(REQUIREMENT) Exact reproduction is required for all entries.

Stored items
+++
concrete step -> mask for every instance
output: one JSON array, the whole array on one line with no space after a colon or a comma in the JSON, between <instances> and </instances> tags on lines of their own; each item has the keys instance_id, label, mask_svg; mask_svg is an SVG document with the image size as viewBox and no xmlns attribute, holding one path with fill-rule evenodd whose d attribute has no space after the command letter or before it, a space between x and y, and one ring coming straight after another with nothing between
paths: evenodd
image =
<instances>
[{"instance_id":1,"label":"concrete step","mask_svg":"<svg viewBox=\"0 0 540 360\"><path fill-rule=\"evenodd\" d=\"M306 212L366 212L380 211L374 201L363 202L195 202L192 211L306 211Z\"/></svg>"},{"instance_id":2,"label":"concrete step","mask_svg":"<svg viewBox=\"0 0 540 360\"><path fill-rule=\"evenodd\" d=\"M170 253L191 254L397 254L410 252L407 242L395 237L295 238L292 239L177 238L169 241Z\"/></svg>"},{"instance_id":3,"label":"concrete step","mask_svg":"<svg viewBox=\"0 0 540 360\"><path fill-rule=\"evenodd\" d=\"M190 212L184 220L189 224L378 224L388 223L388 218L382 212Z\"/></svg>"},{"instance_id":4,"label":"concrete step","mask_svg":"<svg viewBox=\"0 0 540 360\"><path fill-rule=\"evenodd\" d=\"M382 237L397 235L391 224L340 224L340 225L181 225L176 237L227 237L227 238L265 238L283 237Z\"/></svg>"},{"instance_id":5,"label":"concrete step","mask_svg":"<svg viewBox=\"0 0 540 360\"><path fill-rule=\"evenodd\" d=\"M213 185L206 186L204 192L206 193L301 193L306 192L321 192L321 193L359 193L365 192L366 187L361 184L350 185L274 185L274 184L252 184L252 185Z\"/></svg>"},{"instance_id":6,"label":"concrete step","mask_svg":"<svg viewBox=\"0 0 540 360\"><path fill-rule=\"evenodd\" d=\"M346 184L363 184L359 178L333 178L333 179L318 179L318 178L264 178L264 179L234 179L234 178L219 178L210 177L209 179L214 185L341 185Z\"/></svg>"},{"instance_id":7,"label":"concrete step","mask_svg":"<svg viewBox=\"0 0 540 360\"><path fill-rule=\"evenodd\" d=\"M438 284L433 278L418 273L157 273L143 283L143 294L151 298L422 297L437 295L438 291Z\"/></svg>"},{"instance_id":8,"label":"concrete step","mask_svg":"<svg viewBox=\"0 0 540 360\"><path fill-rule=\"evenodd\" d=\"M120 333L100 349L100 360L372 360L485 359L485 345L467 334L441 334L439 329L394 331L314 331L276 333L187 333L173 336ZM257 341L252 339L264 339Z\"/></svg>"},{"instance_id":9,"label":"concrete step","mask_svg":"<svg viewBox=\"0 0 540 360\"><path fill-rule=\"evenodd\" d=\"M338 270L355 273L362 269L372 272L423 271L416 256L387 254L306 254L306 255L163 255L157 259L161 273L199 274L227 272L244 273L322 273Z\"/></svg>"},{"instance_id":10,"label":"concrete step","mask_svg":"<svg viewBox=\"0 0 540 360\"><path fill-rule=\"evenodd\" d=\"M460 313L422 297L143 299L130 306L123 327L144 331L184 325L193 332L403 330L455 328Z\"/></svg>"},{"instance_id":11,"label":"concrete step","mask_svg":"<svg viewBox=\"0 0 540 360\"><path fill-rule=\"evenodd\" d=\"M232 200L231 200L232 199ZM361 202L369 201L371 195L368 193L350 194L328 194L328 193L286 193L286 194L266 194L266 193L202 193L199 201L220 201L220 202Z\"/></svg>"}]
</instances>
+++
(ANSWER TO THIS EXERCISE)
concrete step -> mask for every instance
output: one JSON array, the whole array on one line with no space after a colon or a comma in the JSON, between <instances> and </instances> tags on lines of their own; each item has the keys instance_id, label, mask_svg; mask_svg is an SVG document with the image size as viewBox and no xmlns attribute, holding one path with fill-rule evenodd whose d attribute has no space after the command letter or before it, a space between x and y, and one ring coming straight after another with nothing between
paths: evenodd
image =
<instances>
[{"instance_id":1,"label":"concrete step","mask_svg":"<svg viewBox=\"0 0 540 360\"><path fill-rule=\"evenodd\" d=\"M306 212L366 212L380 211L374 201L363 202L195 202L192 211L306 211Z\"/></svg>"},{"instance_id":2,"label":"concrete step","mask_svg":"<svg viewBox=\"0 0 540 360\"><path fill-rule=\"evenodd\" d=\"M170 253L191 254L397 254L410 252L407 242L395 237L295 238L292 239L177 238L169 241Z\"/></svg>"},{"instance_id":3,"label":"concrete step","mask_svg":"<svg viewBox=\"0 0 540 360\"><path fill-rule=\"evenodd\" d=\"M190 212L184 220L189 224L378 224L388 223L388 218L382 212Z\"/></svg>"},{"instance_id":4,"label":"concrete step","mask_svg":"<svg viewBox=\"0 0 540 360\"><path fill-rule=\"evenodd\" d=\"M382 237L397 235L391 224L340 224L340 225L181 225L176 237L227 237L227 238L265 238L283 237Z\"/></svg>"},{"instance_id":5,"label":"concrete step","mask_svg":"<svg viewBox=\"0 0 540 360\"><path fill-rule=\"evenodd\" d=\"M213 185L206 186L204 192L206 193L301 193L306 192L321 192L321 193L359 193L365 192L366 187L361 184L350 185L274 185L274 184L252 184L252 185Z\"/></svg>"},{"instance_id":6,"label":"concrete step","mask_svg":"<svg viewBox=\"0 0 540 360\"><path fill-rule=\"evenodd\" d=\"M346 184L363 184L359 178L333 178L333 179L318 179L318 178L264 178L264 179L234 179L234 178L219 178L210 177L209 179L214 185L341 185Z\"/></svg>"},{"instance_id":7,"label":"concrete step","mask_svg":"<svg viewBox=\"0 0 540 360\"><path fill-rule=\"evenodd\" d=\"M438 284L433 278L418 273L157 273L143 283L143 294L151 298L422 297L437 295L438 291Z\"/></svg>"},{"instance_id":8,"label":"concrete step","mask_svg":"<svg viewBox=\"0 0 540 360\"><path fill-rule=\"evenodd\" d=\"M120 333L100 349L100 360L372 360L485 359L485 345L467 334L441 334L439 329L394 331L314 331L276 333L187 333L173 336ZM257 341L252 339L264 339Z\"/></svg>"},{"instance_id":9,"label":"concrete step","mask_svg":"<svg viewBox=\"0 0 540 360\"><path fill-rule=\"evenodd\" d=\"M338 270L355 273L362 269L372 272L423 271L416 256L387 254L306 254L306 255L163 255L157 259L161 273L199 274L227 272L244 273L322 273Z\"/></svg>"},{"instance_id":10,"label":"concrete step","mask_svg":"<svg viewBox=\"0 0 540 360\"><path fill-rule=\"evenodd\" d=\"M460 313L422 297L143 299L130 306L123 327L144 331L184 325L193 332L403 330L455 328Z\"/></svg>"},{"instance_id":11,"label":"concrete step","mask_svg":"<svg viewBox=\"0 0 540 360\"><path fill-rule=\"evenodd\" d=\"M232 200L231 200L232 199ZM361 202L369 201L371 195L368 193L350 194L328 194L328 193L286 193L286 194L266 194L266 193L202 193L199 201L220 201L220 202Z\"/></svg>"}]
</instances>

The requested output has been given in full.